Bursting a traditional book into small chunks online results only in a confusing, scattered experience for the reader. Think about how Wikipedia organizes its information, and you have a model for the Every Page Is Page One style.
When you consider this Wikipedia-like style, length becomes a dilemma. Best practices for online reading suggest short content, because users skip and skim and don't tend to stick around on any single page too long. However, shortening the content makes it difficult for users to get all the information they need. In fact, users may bounce around online precisely because they're not finding the information they need on the current page.
Mark says that structure can help solve the dilemma of length. To think about structure, consider how recipes and other genres have defined patterns that help users predict and navigate the content. That kind of structure can help users navigate longer content to find what they're looking for.
Mark isn't necessarily promoting the DITA structure of "task, concept, and reference" (what he refers to as the terrible troika). Many people incorrectly interpret these building blocks as separate topics, which leads to disconnects between tasks and concepts in ways that leave readers with incomplete information. Chunking information into these topic types may be a good idea, but DITA doesn't provide any guidance on information assembly and design. In other words, it provides the bricks, but not the blueprints for the house.
In addition to the Every Page Is Page One style, Mark also agrees with Weinberger about including more abundant information. Rather than following the book's paradigm of filtering and weeding out content, we should actually include it all, even the unlikely scenarios.

Data shown:

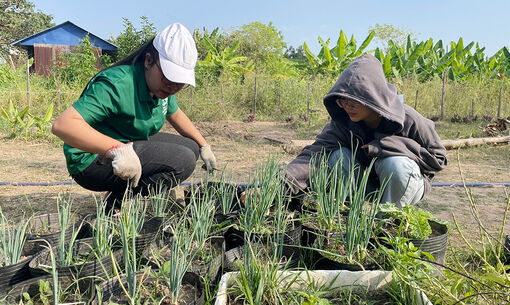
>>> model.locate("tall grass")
[0,209,29,266]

What is being asked: Copy out the passage about the Every Page Is Page One style in full, word for word. Rely only on the passage about the Every Page Is Page One style.

Answer in full:
Bursting a traditional book into small chunks online results only in a confusing, scattered experience for the reader. Think about how Wikipedia organizes its information, and you have a model for the Every Page Is Page One style.
When you consider this Wikipedia-like style, length becomes a dilemma. Best practices for online reading suggest short content, because users skip and skim and don't tend to stick around on any single page too long. However, shortening the content makes it difficult for users to get all the information they need. In fact, users may bounce around online precisely because they're not finding the information they need on the current page.
Mark says that structure can help solve the dilemma of length. To think about structure, consider how recipes and other genres have defined patterns that help users predict and navigate the content. That kind of structure can help users navigate longer content to find what they're looking for.
Mark isn't necessarily promoting the DITA structure of "task, concept, and reference" (what he refers to as the terrible troika). Many people incorrectly interpret these building blocks as separate topics, which leads to disconnects between tasks and concepts in ways that leave readers with incomplete information. Chunking information into these topic types may be a good idea, but DITA doesn't provide any guidance on information assembly and design. In other words, it provides the bricks, but not the blueprints for the house.
In addition to the Every Page Is Page One style, Mark also agrees with Weinberger about including more abundant information. Rather than following the book's paradigm of filtering and weeding out content, we should actually include it all, even the unlikely scenarios.